Given text
-=-=-=-=-

Casey said via email it was a very successful outreach.

“Our objective was to improve understanding regarding DEQ’s role in administering statutes [and] rules, especially groundwater rules,” Casey said. “The feedback we received during and after the meeting leads us to believe that was successful.”

In the presentation, Casey said the expected effluent levels for nickel, aluminum and uranium were far below the legally required limits and that uranium is naturally-occurring in wells throughout the U.P. He also said  background concentrations of vanadium and pH accounted for the raising of the permit levels for those constituents.

However, experts and community-members in attendance questioned the reliability of the cited background levels, due to exploratory drilling and other invasive activity at the mine site predating the background level tests. They called attention to the lack of a thorough independent hydrogeological study of the affected areas to accurately assess environmental impacts.

Jessica Koski, KBIC technical mining assistant and tribal member, expressed her appreciation on behalf of the community that MDEQ consulted with KBIC members earlier in the day.

“We also recognize that the Eagle Mine has an exceedingly high potential to generate acid and associated heavy metals in one of the Great Lake’s most pristine watersheds that deserves the most protective regulatory arsenal possible,” Koski said.

KBIC Geologist Chuck Brumleve criticized MDEQ’s interpretation of the statutes in place for mine regulation.

-=-=-=-=-

Required tasks
**A.** In the Eagle Mine passage, what position does Jessica Koski hold?
**B.** Please reproduce the Eagle Mine passage word for word, starting at "However, experts and" and ending at "assess environmental impacts.".
Rely on the Eagle Mine passage alone for these.

-=-=-=-=-

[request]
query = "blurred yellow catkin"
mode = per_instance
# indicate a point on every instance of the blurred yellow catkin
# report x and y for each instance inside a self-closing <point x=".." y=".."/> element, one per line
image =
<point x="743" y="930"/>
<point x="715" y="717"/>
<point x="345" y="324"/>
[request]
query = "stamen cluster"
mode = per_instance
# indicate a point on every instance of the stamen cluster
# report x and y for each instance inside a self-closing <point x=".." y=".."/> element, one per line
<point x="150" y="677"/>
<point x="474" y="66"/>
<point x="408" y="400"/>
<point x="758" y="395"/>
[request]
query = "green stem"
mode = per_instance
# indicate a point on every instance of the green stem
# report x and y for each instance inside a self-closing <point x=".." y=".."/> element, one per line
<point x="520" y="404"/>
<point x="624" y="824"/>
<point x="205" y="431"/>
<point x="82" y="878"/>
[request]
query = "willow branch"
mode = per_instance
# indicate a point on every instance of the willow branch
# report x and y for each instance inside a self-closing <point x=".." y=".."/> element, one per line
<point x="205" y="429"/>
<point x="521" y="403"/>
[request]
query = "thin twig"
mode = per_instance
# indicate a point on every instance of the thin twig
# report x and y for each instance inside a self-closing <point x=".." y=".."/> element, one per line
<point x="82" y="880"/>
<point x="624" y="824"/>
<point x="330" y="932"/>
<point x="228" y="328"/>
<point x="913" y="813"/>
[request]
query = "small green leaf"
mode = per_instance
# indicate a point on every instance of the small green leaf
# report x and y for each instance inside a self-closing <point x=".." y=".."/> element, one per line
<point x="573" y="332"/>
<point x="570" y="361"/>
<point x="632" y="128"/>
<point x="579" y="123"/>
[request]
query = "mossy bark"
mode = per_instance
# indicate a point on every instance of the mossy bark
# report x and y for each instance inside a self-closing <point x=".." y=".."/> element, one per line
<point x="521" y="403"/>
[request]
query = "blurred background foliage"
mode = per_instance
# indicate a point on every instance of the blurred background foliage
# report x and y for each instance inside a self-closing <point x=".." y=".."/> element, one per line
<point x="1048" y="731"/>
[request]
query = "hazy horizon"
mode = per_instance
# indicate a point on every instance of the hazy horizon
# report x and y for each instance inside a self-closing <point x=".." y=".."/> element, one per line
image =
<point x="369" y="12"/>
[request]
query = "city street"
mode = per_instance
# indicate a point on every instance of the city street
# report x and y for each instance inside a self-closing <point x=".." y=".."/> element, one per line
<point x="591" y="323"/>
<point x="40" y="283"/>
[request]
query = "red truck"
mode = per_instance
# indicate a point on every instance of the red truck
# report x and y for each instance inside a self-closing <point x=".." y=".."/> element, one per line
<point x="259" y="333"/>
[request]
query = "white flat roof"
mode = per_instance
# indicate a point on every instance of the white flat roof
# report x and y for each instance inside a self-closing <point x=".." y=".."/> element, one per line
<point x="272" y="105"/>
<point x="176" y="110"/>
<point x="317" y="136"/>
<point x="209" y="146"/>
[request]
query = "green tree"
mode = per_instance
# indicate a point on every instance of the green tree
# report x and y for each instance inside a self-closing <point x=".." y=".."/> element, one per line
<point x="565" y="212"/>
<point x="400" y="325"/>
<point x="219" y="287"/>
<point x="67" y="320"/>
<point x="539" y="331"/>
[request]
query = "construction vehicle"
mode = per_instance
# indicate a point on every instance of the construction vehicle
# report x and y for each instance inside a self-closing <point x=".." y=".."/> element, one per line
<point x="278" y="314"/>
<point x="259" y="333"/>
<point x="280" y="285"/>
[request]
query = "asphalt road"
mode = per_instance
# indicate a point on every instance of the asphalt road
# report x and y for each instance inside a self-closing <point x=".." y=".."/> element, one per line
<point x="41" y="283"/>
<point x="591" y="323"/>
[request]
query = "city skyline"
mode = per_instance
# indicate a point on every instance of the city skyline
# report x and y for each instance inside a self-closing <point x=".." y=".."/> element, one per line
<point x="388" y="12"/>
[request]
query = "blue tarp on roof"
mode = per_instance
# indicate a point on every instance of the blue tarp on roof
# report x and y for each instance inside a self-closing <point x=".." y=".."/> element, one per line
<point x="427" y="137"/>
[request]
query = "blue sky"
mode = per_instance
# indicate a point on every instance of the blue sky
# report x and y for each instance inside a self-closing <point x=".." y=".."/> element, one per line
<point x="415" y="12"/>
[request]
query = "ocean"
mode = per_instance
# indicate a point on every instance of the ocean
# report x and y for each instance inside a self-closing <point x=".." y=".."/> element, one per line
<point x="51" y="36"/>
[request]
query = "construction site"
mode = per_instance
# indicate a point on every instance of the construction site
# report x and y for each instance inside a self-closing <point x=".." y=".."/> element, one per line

-=-=-=-=-

Answer set
**A.** She is a KBIC technical mining assistant and tribal member.

**B.**
However, experts and community-members in attendance questioned the reliability of the cited background levels, due to exploratory drilling and other invasive activity at the mine site predating the background level tests. They called attention to the lack of a thorough independent hydrogeological study of the affected areas to accurately assess environmental impacts.